-- Start --

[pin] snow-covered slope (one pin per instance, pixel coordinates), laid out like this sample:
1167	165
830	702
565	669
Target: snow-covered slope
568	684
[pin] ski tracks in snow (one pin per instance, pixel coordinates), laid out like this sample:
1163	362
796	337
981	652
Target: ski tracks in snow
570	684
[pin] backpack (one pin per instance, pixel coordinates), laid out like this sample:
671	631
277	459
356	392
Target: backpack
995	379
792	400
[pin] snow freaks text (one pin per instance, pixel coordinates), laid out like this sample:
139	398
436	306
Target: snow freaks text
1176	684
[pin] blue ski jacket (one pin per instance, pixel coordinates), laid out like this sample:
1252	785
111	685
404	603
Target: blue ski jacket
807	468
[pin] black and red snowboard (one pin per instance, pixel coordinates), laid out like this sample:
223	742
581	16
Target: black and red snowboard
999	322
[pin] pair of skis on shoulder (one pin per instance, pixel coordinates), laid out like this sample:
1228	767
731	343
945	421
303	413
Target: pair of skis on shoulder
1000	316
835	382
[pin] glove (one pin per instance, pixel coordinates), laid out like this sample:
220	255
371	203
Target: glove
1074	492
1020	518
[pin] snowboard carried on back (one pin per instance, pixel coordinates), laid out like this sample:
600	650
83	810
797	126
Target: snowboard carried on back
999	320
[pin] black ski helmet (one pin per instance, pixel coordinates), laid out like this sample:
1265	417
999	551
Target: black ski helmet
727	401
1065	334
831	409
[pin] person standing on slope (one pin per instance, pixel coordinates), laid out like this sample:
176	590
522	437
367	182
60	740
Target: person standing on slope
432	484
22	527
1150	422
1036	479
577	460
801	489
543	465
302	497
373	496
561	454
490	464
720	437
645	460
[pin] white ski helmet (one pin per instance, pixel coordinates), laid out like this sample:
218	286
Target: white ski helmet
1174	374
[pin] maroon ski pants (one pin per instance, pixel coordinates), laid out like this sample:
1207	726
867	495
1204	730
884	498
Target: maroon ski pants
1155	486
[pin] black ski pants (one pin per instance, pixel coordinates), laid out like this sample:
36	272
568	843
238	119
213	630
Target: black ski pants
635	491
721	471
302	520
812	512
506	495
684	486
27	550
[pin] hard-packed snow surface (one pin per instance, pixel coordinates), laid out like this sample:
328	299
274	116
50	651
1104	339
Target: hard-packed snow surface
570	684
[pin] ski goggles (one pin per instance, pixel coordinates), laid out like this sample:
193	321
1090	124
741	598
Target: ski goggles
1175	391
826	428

-- End --

WHAT THE TASK ASKS ->
Reproduce each entry word for word.

ANSWER TO THE EXERCISE ->
[pin] snow-covered slope (one pin per instance, pixel coordinates), laid out like this sample:
1167	165
830	702
565	669
Target: snow-covered slope
568	684
[pin] ski tracks in snow (one pin per instance, pixel coordinates), laid out like this sample:
1163	362
796	337
981	652
Target: ski tracks in snow
570	684
[pin] backpack (one pin per instance, pixel coordinates), laid out like this sample:
671	631
277	459
356	392
Target: backpack
995	379
792	400
[pin] snow freaks text (one pin per instance, pixel coordinates), laid out like this sample:
139	398
436	306
Target: snow freaks text
1176	684
[pin] blue ski jacket (one pin per instance, pixel coordinates), laid out like this sample:
1252	785
111	685
404	603
Target: blue ski jacket
807	468
[pin] black and red snowboard (one pin per instance, pixel coordinates), laid out like this sample:
223	742
581	16
Target: black and red snowboard
999	322
[pin] pair of skis on shoulder (one pin per instance, pixel coordinates), laid out like this sample:
1228	767
731	343
945	421
303	413
Target: pair of skis on shoulder
1000	316
835	382
[pin] glove (one pin per instance, pixel coordinates), laid out like this sample:
220	255
371	203
Target: glove
1074	492
1020	518
[pin] snowboard carried on back (one pin per instance, pixel coordinates), laid out like this sample:
600	650
83	810
797	126
Target: snowboard carried on back
999	320
[pin] black ski helmet (one pin per instance, pixel coordinates), laid out like this sample:
1265	417
999	551
Target: black ski helmet
727	401
1065	334
831	409
[pin] person standing on slope (one pin per instance, pixel coordinates), laid out like this sample:
176	590
522	437
367	182
60	740
Target: person standing on slope
432	484
22	527
1150	422
1036	479
577	460
801	489
543	465
302	497
373	496
561	454
490	464
720	437
645	460
[pin] white ski helmet (one pin per instance, pixel coordinates), laid out like this sample:
218	286
Target: white ski helmet
1174	374
[pin] maroon ski pants (one pin per instance, pixel coordinates), laid out like this sample:
1207	726
867	495
1204	730
884	498
Target: maroon ski pants
1155	486
[pin] black ski pants (one pin per instance, pixel coordinates), laid out like this sample:
36	272
568	843
238	119
213	630
Target: black ski pants
635	491
721	471
302	520
812	512
506	495
684	486
27	550
[pin] hard-packed snow surface (one pin per instance, pixel coordinates), laid out like this sample:
328	299
274	116
50	651
1104	339
Target: hard-packed snow surface
570	684
[pin] ski goggles (one pin per instance, pixel coordinates), laid out like this sample:
193	321
1090	124
741	598
Target: ski goggles
1175	391
826	428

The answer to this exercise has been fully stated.